WHAT TO DO → Output the records as a numbered list, from their first line through the line holding "point(26, 86)", both included, and omit any blank lines.

RECORDED INFORMATION →
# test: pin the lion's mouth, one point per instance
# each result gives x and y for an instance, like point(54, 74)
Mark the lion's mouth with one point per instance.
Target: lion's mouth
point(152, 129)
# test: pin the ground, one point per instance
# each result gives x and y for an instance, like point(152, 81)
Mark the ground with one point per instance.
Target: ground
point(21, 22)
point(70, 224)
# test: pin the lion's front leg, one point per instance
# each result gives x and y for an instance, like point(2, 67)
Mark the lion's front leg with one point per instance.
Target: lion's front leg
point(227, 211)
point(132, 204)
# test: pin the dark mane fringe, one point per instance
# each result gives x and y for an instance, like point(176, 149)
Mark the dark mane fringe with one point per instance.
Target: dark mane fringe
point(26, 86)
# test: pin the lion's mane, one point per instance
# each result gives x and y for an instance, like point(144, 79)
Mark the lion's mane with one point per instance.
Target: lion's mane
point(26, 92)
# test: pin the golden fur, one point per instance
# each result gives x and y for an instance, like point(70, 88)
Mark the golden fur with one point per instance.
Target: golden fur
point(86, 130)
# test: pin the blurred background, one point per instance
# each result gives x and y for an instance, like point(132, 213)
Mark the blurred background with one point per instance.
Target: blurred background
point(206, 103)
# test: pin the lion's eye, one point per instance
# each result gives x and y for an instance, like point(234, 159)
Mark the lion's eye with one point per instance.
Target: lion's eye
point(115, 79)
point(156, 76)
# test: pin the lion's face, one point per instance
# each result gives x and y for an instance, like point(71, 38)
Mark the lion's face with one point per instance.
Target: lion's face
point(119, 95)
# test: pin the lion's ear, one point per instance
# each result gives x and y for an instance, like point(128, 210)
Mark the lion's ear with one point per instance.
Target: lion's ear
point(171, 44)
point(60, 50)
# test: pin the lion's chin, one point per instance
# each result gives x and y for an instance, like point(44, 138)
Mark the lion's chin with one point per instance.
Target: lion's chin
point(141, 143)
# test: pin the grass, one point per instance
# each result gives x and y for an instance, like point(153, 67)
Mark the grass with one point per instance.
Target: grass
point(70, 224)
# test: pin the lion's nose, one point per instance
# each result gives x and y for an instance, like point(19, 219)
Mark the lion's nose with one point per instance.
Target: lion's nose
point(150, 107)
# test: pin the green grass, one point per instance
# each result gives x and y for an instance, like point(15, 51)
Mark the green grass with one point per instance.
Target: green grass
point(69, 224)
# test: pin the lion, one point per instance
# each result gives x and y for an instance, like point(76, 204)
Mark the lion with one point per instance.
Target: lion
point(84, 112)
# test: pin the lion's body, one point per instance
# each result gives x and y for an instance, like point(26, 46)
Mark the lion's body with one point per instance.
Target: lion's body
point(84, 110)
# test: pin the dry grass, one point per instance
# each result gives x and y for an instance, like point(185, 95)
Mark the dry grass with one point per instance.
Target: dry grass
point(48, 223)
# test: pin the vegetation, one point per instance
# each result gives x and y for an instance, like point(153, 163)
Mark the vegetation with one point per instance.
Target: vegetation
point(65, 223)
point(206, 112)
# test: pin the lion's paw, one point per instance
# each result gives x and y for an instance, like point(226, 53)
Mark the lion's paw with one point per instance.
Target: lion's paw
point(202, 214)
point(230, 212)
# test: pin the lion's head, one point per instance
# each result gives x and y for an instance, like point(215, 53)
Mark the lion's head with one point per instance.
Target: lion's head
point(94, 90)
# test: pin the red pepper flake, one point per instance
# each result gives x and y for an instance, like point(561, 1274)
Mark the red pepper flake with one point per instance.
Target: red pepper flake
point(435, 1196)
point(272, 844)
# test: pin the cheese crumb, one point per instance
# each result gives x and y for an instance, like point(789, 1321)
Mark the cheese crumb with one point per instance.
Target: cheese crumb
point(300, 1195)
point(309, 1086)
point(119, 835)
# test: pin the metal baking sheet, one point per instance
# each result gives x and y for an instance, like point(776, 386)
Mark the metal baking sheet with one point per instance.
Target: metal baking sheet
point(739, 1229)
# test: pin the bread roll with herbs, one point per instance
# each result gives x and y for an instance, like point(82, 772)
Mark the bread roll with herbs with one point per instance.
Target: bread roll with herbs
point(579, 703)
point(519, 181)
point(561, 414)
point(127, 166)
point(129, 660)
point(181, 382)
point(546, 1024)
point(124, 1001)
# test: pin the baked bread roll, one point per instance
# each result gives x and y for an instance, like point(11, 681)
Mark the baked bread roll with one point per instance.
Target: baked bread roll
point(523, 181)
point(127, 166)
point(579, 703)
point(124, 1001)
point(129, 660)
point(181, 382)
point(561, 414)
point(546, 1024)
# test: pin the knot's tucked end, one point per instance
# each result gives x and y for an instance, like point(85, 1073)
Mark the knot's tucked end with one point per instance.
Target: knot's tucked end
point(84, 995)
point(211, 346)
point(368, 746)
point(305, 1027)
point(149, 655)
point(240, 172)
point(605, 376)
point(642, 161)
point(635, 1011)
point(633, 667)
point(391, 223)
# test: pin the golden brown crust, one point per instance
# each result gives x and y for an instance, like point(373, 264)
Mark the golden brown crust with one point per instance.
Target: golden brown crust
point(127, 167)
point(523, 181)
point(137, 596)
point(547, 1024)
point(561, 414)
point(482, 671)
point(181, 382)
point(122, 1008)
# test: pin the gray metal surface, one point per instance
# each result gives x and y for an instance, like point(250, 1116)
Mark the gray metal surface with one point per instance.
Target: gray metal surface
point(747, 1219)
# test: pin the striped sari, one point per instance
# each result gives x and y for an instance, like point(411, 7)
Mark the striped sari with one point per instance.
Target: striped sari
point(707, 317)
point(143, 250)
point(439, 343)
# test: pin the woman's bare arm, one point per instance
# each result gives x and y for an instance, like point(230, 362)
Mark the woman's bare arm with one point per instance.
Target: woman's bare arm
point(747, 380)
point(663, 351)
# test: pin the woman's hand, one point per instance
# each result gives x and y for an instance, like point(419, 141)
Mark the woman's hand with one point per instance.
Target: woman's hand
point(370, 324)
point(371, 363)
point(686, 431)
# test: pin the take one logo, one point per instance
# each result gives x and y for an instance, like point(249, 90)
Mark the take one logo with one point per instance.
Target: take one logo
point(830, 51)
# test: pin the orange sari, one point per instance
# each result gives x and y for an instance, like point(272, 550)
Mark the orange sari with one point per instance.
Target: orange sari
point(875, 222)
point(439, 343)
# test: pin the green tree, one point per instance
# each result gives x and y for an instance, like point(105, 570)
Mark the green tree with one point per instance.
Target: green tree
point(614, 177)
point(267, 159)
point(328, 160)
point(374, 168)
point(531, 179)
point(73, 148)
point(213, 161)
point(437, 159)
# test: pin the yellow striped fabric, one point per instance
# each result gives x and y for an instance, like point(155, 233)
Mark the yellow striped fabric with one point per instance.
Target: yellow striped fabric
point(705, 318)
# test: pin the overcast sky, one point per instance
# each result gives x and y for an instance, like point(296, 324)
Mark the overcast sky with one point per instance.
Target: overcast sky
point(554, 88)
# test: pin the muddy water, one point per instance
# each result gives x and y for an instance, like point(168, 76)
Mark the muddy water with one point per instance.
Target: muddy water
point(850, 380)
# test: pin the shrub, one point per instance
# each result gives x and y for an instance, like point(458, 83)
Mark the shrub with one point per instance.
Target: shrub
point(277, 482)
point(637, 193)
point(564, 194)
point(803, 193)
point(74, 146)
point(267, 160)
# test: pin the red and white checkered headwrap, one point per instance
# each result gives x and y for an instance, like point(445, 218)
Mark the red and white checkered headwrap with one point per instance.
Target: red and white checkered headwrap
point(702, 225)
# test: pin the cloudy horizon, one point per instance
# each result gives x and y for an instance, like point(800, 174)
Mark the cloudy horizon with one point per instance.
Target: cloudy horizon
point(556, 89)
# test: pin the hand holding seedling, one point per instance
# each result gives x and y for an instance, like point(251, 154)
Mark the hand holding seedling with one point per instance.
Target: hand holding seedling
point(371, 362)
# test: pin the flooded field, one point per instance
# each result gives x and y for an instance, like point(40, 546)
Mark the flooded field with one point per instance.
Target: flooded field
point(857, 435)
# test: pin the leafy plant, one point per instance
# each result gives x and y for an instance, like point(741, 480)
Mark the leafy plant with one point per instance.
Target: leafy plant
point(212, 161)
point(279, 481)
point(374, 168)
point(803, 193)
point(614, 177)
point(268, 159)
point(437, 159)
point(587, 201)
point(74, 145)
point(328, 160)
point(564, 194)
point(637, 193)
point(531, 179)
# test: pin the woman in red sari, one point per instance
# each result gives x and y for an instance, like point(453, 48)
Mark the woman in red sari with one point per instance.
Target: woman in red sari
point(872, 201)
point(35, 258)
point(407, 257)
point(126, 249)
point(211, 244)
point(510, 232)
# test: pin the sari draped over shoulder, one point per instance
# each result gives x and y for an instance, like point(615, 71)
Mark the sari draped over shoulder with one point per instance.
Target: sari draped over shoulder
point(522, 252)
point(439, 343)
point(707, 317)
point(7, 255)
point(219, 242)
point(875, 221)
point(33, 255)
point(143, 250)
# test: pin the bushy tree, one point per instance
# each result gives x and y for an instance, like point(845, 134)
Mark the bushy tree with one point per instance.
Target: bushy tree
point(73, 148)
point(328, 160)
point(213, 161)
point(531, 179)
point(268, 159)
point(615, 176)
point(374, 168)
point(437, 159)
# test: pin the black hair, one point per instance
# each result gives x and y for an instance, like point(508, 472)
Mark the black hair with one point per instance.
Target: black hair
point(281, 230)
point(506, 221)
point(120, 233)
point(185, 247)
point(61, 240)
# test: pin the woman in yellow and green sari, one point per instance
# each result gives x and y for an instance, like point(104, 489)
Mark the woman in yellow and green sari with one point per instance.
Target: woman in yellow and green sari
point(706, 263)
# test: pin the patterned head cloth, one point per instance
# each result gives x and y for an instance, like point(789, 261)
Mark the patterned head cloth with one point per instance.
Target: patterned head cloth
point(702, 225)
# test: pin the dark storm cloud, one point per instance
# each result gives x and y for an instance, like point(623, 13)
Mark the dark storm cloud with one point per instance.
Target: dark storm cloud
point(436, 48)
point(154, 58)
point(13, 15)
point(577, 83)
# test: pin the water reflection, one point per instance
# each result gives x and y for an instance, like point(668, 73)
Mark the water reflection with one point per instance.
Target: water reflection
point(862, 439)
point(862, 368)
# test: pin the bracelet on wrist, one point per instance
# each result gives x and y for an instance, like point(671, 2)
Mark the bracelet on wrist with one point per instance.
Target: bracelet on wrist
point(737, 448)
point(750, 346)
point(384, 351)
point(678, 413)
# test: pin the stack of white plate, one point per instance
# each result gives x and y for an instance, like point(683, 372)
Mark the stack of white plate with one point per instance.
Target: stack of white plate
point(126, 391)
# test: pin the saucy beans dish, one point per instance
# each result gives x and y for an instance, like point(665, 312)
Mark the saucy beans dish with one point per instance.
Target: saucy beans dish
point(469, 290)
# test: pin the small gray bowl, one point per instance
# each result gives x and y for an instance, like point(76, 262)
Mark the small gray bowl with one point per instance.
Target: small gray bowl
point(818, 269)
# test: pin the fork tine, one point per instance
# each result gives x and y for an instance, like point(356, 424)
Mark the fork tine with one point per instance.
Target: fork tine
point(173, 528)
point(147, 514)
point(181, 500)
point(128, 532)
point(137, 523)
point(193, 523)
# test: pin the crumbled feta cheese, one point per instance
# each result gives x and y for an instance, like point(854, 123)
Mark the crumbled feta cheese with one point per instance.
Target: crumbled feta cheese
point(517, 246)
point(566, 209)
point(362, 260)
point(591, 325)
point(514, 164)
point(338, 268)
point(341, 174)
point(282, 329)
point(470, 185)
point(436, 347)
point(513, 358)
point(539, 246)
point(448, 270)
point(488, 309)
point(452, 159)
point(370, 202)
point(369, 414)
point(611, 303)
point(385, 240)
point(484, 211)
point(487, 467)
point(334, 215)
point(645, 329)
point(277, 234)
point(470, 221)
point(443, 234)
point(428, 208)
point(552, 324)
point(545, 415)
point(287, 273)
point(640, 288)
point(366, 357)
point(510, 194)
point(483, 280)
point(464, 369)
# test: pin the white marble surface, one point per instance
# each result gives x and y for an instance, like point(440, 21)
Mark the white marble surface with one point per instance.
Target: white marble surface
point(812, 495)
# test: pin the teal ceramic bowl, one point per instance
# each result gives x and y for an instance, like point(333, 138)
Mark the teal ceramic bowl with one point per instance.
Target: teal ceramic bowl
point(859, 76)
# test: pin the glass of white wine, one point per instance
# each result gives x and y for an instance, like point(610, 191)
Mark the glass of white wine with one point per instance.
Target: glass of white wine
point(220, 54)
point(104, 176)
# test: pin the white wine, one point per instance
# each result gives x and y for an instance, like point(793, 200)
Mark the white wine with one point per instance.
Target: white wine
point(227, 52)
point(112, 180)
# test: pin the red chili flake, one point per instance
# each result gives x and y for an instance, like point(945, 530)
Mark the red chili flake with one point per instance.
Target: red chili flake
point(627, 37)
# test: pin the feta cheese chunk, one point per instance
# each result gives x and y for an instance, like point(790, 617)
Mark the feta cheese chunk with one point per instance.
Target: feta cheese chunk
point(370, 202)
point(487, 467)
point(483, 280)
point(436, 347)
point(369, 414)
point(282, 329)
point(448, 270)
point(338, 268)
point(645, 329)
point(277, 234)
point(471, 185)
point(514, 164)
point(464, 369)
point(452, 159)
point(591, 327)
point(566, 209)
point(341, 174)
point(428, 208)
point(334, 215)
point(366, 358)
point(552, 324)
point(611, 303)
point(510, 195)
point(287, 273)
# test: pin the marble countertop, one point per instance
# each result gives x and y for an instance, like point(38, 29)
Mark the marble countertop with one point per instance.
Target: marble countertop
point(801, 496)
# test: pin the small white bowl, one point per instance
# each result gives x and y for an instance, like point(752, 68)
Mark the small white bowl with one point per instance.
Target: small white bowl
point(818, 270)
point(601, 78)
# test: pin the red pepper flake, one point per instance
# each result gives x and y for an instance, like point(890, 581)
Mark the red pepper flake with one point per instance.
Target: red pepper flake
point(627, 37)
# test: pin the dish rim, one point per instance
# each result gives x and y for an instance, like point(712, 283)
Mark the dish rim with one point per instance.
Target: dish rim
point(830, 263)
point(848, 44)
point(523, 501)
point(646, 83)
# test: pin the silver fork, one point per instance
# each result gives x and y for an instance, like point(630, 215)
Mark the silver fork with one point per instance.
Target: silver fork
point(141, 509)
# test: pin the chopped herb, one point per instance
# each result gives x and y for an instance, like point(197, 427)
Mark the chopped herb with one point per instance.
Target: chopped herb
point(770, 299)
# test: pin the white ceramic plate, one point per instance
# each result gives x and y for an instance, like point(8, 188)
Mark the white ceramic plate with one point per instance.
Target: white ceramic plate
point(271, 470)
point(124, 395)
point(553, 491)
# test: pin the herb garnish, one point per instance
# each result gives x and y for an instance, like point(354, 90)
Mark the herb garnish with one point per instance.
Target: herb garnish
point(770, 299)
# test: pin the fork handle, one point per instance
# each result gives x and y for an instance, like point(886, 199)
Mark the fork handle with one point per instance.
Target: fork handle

ANSWER TO THIS TASK →
1. # test: pin the lion's mouth, one point per instance
2. # each result gives x and y for an instance, like point(54, 74)
3. Mark the lion's mouth with one point per instance.
4. Target: lion's mouth
5. point(152, 129)
6. # test: pin the ground, one point per instance
7. # each result gives x and y for an instance, like point(152, 81)
8. Mark the ground with one point per instance.
9. Target: ground
10. point(21, 22)
11. point(70, 224)
12. # test: pin the lion's front leg, one point per instance
13. # each result gives x and y for an instance, like point(2, 67)
14. Mark the lion's front leg with one point per instance.
15. Target: lion's front leg
16. point(227, 211)
17. point(132, 204)
18. # test: pin the dark mane fringe, one point per instance
19. # each result gives x and y for an instance, like point(176, 149)
20. Mark the dark mane fringe with one point per instance.
21. Target: dark mane fringe
22. point(26, 86)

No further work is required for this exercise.